[[ Dataset extract open ]]

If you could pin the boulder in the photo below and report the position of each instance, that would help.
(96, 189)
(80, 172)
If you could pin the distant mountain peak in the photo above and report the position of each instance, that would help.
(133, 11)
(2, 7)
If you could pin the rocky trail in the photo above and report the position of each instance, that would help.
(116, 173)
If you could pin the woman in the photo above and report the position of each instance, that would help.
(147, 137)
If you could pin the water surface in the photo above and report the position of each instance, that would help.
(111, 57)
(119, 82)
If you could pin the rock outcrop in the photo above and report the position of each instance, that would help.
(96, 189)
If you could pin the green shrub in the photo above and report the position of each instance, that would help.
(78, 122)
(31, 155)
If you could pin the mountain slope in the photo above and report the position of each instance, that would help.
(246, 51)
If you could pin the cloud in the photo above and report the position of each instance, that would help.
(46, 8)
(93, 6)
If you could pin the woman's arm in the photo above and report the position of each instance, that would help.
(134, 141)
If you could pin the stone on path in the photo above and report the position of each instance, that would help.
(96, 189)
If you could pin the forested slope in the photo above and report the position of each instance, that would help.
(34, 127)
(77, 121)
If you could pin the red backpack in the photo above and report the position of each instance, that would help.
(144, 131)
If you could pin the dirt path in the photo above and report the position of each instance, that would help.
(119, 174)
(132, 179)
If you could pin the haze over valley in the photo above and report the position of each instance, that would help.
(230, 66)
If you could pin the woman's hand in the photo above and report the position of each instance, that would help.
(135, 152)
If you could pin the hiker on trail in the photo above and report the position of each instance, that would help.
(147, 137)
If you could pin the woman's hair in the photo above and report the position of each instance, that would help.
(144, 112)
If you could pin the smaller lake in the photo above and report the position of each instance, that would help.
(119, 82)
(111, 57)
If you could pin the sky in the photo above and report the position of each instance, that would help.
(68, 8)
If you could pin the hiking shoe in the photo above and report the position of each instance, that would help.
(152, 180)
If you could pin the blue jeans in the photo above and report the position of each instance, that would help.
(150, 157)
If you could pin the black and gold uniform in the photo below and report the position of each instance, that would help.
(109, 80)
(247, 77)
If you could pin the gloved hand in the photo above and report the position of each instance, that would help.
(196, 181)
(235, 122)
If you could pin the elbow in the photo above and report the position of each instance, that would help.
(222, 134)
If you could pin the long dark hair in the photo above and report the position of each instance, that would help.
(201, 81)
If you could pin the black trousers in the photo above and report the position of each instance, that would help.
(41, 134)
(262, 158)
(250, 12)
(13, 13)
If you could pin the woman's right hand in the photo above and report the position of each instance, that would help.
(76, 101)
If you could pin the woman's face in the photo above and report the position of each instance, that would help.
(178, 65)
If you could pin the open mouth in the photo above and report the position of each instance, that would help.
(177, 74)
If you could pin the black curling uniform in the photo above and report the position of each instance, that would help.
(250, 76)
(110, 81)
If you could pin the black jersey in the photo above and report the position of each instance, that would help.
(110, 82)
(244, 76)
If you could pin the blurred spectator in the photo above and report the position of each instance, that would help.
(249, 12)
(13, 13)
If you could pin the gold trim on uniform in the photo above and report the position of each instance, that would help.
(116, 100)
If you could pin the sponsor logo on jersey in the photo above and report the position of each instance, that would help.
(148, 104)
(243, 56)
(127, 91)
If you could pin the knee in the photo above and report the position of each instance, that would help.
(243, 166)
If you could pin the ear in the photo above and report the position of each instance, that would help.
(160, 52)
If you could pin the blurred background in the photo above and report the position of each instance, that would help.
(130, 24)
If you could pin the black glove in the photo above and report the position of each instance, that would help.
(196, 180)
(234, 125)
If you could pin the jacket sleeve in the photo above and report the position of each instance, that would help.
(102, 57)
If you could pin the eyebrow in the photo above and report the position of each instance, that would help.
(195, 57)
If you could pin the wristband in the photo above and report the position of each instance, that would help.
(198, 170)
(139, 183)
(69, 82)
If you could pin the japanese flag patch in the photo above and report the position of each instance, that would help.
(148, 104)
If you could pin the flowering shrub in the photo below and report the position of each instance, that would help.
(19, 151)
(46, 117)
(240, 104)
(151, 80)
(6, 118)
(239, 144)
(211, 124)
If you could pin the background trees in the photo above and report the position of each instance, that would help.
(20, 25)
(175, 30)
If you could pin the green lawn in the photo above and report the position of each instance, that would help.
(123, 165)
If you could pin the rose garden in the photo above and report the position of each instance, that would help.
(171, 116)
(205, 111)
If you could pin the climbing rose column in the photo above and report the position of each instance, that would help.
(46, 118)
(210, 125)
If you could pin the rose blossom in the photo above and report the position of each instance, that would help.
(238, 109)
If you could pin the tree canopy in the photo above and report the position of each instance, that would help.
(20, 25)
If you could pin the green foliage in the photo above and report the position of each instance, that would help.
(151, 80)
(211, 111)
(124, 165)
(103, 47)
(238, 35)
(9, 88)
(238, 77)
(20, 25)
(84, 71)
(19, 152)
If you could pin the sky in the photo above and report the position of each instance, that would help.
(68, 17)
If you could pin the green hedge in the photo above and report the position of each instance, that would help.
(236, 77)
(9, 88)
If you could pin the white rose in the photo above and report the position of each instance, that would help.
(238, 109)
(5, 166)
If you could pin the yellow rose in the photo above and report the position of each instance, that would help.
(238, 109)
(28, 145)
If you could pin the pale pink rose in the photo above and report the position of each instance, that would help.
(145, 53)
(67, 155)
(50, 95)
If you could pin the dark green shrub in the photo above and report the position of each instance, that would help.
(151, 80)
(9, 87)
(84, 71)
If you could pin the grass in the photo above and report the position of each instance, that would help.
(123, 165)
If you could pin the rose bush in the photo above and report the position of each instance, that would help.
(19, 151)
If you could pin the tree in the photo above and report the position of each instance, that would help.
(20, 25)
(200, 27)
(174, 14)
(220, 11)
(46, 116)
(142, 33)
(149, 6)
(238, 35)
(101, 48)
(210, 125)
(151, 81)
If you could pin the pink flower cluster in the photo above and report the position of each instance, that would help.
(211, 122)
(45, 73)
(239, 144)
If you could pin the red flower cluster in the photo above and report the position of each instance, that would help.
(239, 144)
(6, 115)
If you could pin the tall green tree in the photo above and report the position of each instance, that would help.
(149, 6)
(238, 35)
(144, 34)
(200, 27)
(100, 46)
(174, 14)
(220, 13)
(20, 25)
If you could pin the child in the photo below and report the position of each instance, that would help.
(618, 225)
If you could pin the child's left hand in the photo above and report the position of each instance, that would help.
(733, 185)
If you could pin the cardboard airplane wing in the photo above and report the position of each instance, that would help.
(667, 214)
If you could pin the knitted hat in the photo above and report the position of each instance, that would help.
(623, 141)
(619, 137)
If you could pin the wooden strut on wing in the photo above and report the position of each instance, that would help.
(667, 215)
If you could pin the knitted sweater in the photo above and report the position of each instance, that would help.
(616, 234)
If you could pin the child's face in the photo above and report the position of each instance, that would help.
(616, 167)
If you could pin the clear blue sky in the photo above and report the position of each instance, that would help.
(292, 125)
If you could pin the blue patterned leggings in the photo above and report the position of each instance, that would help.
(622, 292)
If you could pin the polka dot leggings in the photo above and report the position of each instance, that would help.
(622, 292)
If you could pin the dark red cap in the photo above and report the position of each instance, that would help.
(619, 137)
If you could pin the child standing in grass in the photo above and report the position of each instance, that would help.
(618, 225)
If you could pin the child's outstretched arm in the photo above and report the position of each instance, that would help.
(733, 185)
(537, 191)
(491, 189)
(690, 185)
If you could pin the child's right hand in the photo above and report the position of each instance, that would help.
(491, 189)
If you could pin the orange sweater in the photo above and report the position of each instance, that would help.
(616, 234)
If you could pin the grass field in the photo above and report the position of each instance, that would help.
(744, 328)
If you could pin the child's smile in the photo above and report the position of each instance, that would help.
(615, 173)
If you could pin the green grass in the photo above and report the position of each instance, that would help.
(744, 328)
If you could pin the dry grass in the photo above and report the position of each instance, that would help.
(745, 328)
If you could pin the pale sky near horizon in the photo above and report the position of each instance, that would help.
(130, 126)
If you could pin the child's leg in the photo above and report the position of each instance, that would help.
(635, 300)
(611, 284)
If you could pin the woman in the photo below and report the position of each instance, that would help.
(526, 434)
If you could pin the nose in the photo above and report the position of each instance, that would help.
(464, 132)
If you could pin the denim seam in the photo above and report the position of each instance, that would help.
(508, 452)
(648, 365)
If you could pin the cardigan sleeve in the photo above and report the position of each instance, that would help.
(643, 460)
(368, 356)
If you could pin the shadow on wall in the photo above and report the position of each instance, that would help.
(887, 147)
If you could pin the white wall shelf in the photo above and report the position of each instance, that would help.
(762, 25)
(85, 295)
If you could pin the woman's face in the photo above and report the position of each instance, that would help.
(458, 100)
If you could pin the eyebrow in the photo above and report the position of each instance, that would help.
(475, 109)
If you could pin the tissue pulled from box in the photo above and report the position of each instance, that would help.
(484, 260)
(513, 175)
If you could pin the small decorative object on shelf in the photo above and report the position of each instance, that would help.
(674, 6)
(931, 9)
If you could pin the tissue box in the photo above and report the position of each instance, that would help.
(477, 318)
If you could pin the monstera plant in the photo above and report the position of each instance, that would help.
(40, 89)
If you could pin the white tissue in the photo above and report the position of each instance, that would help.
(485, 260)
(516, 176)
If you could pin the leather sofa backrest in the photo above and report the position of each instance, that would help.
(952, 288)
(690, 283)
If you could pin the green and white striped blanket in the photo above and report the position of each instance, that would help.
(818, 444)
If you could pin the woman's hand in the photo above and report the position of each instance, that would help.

[[ Dataset extract closed ]]

The problem
Your answer should consist only of the lines from the one with "If you could pin the tissue box" through the end of the data above, reproduced exactly.

Worked solution
If you could pin the tissue box in the photo above and report the position of each instance, that would help.
(477, 318)
If you could pin the monstera plant in the photo above and report the position of each instance, that would help.
(40, 89)
If you could pin the white tissue in the photo above and report the position of each instance, that would help.
(485, 260)
(516, 176)
If you could pin the leather sofa backrest in the photo above and report the position of each instance, that would help.
(952, 288)
(690, 283)
If you could pin the green and white striped blanket in the photo above and report the position of each instance, that would help.
(818, 444)
If you could pin the woman's hand in the photo above and report the position of each instance, that would help.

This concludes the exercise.